*GIVEN PROBLEM 1*
Output the lines of the entries starting at the line containing "Task: point at the green leaf." and ending at the line containing "(465, 1330)" as a JSON list of strings, one string per line, with blank lines left out.

>> begin GIVEN TEXT

Most Confusing Kanji for Beginners in Common Japanese Words

The Japanese language has many gotchas for beginners, some that will make anyone question everything they've learned so far about a single word, or, most likely, about a single kanji. In this post I'll warn you about some common words in Japanese that have kanji that will suddenly show up in completely different words of totally unrelated meaning which may leave you feeling lost and confused.

Index:

Kun 君 and Kimi 君

If you started learning Japanese because you like anime or manga you might have already known what the words kun and kimi meant before studying the language for real. That is, kun is an honorific suffixed after names, and kimi is a way of saying "you" in Japanese. Two very different words, with only one little thing in common... and it's not the letter k.

Both these words have the same fucking kanji! It's kimi 君 and kun 君, it's the same damn thing.

So, not knowing that, you might see the kanji 君 lying around in the middle of a phrase and spend 30 seconds figuring out if it says "you" or if some of the previous hiragana, katakana and kanji happened to be someone's name, which is totally possible because names of characters in manga can be literally anything.

Some authors will do you the favor of writing kimi キミ with katakana or kun くん with hiragana to save you the trouble, though most won't. And some manga will have furigana 振り仮名 to save you in these troubling times, though most won't either. So watch out.

(though rare, words like shokun 諸君, "ladies & gentlemen, "comrades," also exist)

Sama 様 and You

Okay, so kun 君 and kimi 君 are confusing because it-may-be-a-name-with-honorific thing, but, luckily, that sort of unfortunate mix-up only happens with those words and with that kanji, right?

lol no

You can almost hear a physical embodiment of the Japanese languages singing "fuck you baka gaijin" as it manages to create another diabolical mix-up: sama 様, the honorific, and you 様, the word usually written in hiragana that will show up as kanji one of these days to make you slip and fall on the floor to your ultimate demise.

>> end GIVEN TEXT
>> begin INPUT MATERIAL

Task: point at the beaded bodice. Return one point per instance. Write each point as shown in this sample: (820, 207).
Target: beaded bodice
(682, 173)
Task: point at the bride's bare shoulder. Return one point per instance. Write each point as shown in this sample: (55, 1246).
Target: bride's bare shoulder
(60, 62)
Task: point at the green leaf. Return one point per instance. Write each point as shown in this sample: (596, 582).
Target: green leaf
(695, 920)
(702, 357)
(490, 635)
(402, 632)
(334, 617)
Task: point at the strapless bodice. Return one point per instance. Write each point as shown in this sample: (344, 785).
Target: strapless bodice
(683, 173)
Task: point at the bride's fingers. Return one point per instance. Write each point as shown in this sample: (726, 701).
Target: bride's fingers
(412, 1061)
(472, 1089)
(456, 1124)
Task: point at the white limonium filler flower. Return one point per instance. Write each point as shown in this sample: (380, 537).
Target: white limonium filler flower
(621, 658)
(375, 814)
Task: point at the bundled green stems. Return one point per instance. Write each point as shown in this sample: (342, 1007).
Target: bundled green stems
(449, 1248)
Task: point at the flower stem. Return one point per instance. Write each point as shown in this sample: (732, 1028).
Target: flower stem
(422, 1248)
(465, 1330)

>> end INPUT MATERIAL
>> begin INPUT MATERIAL

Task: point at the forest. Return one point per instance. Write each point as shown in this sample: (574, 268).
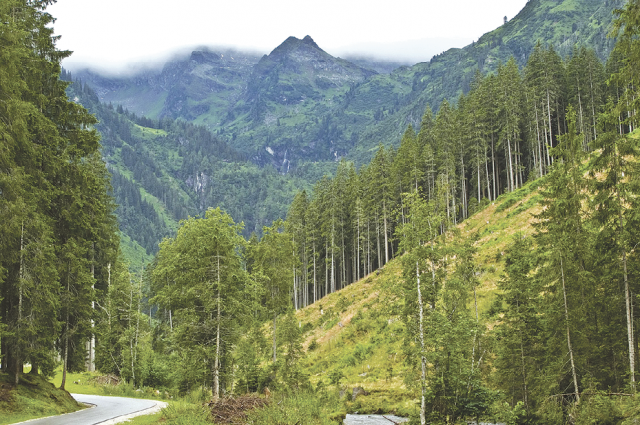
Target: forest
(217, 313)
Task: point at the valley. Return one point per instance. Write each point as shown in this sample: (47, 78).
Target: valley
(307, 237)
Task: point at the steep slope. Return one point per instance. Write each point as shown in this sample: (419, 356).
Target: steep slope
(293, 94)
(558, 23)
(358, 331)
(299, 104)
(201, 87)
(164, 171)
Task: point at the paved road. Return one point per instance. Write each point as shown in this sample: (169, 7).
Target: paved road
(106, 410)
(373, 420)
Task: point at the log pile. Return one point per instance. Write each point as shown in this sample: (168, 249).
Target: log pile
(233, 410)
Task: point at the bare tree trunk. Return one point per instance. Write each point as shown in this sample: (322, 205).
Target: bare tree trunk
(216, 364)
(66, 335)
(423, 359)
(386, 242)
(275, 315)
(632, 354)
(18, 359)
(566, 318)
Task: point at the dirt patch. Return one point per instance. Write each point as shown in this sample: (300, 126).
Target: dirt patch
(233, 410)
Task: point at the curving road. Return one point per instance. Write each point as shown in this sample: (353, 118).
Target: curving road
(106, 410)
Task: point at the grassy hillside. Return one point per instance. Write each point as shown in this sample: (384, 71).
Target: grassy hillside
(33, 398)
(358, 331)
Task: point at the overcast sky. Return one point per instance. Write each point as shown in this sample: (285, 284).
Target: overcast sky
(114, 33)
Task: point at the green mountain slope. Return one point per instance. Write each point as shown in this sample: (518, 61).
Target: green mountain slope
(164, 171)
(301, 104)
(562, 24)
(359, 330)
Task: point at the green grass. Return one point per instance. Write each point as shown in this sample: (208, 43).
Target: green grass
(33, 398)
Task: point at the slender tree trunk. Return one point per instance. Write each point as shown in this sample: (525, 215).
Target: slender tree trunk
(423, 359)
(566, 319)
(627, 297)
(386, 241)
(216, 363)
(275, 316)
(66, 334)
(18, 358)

>> end INPUT MATERIAL
>> begin INPUT MATERIAL

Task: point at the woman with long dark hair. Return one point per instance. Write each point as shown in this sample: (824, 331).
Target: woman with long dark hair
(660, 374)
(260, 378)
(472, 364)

>> end INPUT MATERIAL

*GIVEN PROBLEM 2*
Repeat the passage from the text on confusing kanji starting at "Most Confusing Kanji" and ending at "the letter k.", word for word.

*TASK ANSWER 1*
[
  "Task: point at the green leaf. Return one point per instance. Write each point as shown in this sample: (596, 582).",
  "Target: green leaf",
  "(695, 920)",
  "(702, 357)",
  "(490, 635)",
  "(402, 632)",
  "(334, 617)",
  "Task: point at the strapless bodice. Return one point per instance. Write each point as shown in this sample: (344, 785).",
  "Target: strapless bodice",
  "(683, 173)",
  "Task: point at the bride's fingers. Return one point per instance. Write each point as shown in this sample: (726, 701).",
  "Target: bride's fingers",
  "(412, 1061)",
  "(472, 1089)",
  "(456, 1124)",
  "Task: point at the white limonium filler flower. Return one point per instance. Write each point as shown in this sample: (380, 537).",
  "Target: white limonium filler flower",
  "(621, 658)",
  "(375, 814)",
  "Task: point at the bundled green stems. Return one point per instance. Write each point as shown in this sample: (342, 1007).",
  "Target: bundled green stems",
  "(449, 1248)",
  "Task: point at the flower stem. Return one point per instance. Write each point as shown in this sample: (732, 1028).",
  "Target: flower stem",
  "(422, 1248)",
  "(465, 1330)"
]

*TASK ANSWER 2*
Most Confusing Kanji for Beginners in Common Japanese Words

The Japanese language has many gotchas for beginners, some that will make anyone question everything they've learned so far about a single word, or, most likely, about a single kanji. In this post I'll warn you about some common words in Japanese that have kanji that will suddenly show up in completely different words of totally unrelated meaning which may leave you feeling lost and confused.

Index:

Kun 君 and Kimi 君

If you started learning Japanese because you like anime or manga you might have already known what the words kun and kimi meant before studying the language for real. That is, kun is an honorific suffixed after names, and kimi is a way of saying "you" in Japanese. Two very different words, with only one little thing in common... and it's not the letter k.